PROMPT A:
In the etching passage below, what is set in the correct data of the learning data?

--------------------

In step S32, the variable conditions, the fixed conditions included in the processing conditions of the production data, and the etching profile are set in the learning data. The etching profile is the difference between the film thickness characteristics of the coating before processing included in the production data and the film thickness characteristics of the coating after processing included in the production data. The variable conditions and the fixed conditions included in the processing conditions are set in the input data. The etching profile is set in the correct data.

In the next step S33, the CPU 201 performs additional learning on the predictor and proceeds to step S34. Input data is input to the predictor, and a filter and parameters are determined so that the difference between the output of the predictor and the correct data is reduced. This further adjusts the filter and parameters of the predictor.

In step S34, it is determined whether the adjustment is complete. The performance of the predictor is evaluated using the learning data for evaluation. The adjustment is determined to be complete when the evaluation result satisfies the predetermined evaluation criteria for additional learning. The evaluation criteria for additional learning are higher than the evaluation criteria used when the predictor was generated. If the evaluation result does not satisfy the evaluation criteria for additional learning (NO in step S34), the process returns to step S31, but if the evaluation result satisfies the evaluation criteria for additional learning (YES in step S34), the process ends.

(2) The learning device 200 may generate a distillation model by machine learning a new learning model using distillation data including processing conditions determined by the information processing device 100 and an etching profile estimated by a predictor from the processing conditions. This makes it easier to prepare data for training a new learning model.

(3) In this embodiment, the input data in the learning data used to generate a predictor includes variable conditions and fixed conditions. The present invention is not limited to this. The input data may include only variable conditions and may not include fixed conditions.

--------------------

PROMPT B:
Rewrite the entries below, requests included, from the line containing "TARGET = second road sign" through the final line of the entries. Multiply every pixel coordinate in the answers by 0.5 and round to whole numbers, with halves rounding up. Give only these lines.

--------------------

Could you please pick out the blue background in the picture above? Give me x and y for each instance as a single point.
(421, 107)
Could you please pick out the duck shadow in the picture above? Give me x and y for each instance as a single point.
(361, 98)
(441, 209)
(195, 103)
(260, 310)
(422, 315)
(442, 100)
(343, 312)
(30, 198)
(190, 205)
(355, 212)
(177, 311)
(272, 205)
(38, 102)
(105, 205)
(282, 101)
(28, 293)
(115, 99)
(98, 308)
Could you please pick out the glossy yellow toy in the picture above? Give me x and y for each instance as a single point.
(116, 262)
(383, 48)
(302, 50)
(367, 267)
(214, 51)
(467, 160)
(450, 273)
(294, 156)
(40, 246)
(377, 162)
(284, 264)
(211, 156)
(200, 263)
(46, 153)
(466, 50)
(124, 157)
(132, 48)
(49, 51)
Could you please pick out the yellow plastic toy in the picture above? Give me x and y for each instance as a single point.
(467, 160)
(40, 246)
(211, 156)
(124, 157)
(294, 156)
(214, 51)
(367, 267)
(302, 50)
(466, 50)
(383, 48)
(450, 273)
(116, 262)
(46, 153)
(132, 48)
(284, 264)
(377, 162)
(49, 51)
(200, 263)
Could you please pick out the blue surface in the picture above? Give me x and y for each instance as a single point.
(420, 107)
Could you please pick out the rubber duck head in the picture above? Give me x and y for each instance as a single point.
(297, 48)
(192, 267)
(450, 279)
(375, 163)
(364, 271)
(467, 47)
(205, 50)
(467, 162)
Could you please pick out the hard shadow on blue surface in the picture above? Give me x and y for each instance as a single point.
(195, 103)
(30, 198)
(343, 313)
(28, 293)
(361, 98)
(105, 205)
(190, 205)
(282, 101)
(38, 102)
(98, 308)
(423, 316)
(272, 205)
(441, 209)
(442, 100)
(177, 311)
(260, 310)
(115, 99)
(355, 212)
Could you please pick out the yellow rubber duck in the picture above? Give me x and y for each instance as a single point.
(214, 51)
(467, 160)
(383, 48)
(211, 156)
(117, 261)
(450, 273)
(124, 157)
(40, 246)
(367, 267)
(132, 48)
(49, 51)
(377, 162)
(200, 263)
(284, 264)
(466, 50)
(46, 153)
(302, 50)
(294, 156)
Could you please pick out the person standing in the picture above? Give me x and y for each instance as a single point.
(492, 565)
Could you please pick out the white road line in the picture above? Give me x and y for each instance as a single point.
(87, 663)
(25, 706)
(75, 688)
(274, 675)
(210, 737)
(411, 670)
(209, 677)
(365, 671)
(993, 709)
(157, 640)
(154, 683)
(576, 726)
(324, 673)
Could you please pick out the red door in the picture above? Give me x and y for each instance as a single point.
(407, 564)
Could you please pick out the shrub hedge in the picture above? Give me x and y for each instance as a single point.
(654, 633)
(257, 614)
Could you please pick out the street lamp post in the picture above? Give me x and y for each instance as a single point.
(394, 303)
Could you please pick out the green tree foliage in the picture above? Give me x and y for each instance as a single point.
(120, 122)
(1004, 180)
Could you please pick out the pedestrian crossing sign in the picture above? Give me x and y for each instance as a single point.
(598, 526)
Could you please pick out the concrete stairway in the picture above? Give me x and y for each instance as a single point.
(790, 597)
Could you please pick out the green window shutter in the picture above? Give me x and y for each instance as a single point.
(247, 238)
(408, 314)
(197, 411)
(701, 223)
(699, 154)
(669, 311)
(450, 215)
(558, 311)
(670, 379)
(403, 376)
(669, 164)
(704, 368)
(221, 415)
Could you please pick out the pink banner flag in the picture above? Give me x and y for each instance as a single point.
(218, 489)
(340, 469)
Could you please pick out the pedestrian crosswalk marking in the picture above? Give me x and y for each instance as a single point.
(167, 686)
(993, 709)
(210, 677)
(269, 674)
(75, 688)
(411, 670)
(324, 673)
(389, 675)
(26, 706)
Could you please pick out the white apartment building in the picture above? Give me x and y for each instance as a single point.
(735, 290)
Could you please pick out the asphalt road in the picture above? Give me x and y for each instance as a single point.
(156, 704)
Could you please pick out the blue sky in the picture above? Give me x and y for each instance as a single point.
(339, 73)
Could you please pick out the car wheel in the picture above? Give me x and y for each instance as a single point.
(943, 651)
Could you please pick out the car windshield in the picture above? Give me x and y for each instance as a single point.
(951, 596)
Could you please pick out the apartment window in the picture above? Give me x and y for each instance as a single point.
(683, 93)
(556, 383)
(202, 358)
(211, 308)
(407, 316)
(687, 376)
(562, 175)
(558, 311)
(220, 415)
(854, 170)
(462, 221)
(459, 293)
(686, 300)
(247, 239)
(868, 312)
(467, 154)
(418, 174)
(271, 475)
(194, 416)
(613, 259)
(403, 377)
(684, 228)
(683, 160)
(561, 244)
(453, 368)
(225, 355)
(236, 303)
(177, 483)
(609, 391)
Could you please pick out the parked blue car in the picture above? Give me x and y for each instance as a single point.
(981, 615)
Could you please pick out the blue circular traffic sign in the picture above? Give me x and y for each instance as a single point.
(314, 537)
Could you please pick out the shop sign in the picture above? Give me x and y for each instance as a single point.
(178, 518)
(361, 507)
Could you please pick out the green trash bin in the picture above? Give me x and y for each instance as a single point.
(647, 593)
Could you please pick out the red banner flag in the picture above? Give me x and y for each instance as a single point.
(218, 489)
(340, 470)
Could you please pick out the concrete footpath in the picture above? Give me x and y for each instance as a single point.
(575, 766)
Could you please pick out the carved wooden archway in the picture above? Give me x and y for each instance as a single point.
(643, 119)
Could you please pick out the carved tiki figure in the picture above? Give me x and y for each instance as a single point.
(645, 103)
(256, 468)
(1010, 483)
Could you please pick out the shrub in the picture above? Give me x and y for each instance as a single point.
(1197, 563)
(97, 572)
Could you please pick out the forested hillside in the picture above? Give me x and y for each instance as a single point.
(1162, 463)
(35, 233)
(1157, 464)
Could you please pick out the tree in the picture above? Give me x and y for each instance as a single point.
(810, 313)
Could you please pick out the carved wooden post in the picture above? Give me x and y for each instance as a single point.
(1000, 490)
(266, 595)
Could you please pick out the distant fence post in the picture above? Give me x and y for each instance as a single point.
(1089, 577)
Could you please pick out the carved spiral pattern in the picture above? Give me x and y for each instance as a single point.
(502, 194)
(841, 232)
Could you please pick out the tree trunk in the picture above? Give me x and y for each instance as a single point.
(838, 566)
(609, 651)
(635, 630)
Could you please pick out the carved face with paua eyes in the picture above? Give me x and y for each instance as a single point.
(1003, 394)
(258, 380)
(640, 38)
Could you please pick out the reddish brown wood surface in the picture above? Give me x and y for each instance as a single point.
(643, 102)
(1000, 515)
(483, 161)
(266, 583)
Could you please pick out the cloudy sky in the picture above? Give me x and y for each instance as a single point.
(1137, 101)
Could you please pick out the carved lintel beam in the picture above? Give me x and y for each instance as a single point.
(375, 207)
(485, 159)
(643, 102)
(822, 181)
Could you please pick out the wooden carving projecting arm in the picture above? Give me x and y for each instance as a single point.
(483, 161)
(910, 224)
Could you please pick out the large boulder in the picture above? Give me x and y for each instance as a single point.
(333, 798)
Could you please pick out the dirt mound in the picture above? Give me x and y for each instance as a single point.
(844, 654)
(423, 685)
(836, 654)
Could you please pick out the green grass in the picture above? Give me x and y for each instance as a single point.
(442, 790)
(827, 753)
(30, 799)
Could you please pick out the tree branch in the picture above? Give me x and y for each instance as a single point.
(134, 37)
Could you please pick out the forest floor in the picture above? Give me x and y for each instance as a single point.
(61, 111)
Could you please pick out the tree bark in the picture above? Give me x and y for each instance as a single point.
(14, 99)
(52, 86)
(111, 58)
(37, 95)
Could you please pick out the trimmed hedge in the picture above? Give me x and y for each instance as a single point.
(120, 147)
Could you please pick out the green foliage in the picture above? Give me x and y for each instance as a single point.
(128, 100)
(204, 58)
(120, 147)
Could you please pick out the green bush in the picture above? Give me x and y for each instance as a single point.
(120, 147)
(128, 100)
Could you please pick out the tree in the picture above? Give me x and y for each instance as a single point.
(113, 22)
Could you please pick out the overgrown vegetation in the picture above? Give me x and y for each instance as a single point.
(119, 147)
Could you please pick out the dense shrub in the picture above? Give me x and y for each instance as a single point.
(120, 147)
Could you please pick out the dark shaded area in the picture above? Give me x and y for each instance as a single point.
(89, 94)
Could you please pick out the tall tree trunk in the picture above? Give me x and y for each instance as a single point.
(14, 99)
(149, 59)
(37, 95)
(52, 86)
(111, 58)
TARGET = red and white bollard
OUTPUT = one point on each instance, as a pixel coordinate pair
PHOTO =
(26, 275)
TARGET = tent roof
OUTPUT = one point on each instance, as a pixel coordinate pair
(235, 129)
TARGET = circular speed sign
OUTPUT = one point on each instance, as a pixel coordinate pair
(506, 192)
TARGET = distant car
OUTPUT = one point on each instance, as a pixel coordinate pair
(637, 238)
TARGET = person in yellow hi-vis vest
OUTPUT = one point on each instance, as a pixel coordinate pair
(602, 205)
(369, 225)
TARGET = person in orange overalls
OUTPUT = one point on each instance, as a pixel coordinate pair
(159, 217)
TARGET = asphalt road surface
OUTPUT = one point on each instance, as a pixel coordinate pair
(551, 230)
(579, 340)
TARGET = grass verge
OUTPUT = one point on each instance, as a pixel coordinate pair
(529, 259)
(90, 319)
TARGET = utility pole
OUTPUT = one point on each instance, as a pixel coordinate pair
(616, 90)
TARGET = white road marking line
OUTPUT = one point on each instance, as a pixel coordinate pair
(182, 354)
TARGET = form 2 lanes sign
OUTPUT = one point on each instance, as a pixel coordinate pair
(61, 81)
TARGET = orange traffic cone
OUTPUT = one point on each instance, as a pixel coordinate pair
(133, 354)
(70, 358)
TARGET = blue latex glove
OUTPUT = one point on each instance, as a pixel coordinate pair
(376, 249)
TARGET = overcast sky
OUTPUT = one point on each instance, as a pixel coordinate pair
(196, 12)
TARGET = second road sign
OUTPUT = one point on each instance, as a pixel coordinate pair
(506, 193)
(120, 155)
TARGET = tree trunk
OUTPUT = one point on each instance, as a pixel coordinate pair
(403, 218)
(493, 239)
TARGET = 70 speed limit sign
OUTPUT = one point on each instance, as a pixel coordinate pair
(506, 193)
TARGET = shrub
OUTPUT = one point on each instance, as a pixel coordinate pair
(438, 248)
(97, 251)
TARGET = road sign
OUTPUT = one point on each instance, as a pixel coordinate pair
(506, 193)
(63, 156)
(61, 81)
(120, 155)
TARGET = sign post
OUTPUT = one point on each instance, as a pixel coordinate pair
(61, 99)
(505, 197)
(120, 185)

--------------------

CORRECT RESPONSE A:
The etching profile.

CORRECT RESPONSE B:
TARGET = second road sign
OUTPUT = one point on each instance, as a pixel coordinate pair
(253, 97)
(60, 78)
TARGET = tree trunk
OUTPUT = one point on each instance, as a pixel coordinate pair
(202, 109)
(247, 120)
TARGET = 70 speed limit sign
OUTPUT = one point on each instance, as a pixel coordinate pair
(253, 97)
TARGET = shrub
OUTPUT = one point on each instance, as a pixel coordinate pair
(219, 124)
(49, 126)
TARGET = road sign
OUTPUT = one point on each instance, as a pixel coordinate pair
(253, 97)
(32, 78)
(31, 41)
(60, 78)
TARGET = sign post
OUTPUT = one point on each instance, as a pixel coordinate pair
(31, 50)
(253, 99)
(60, 93)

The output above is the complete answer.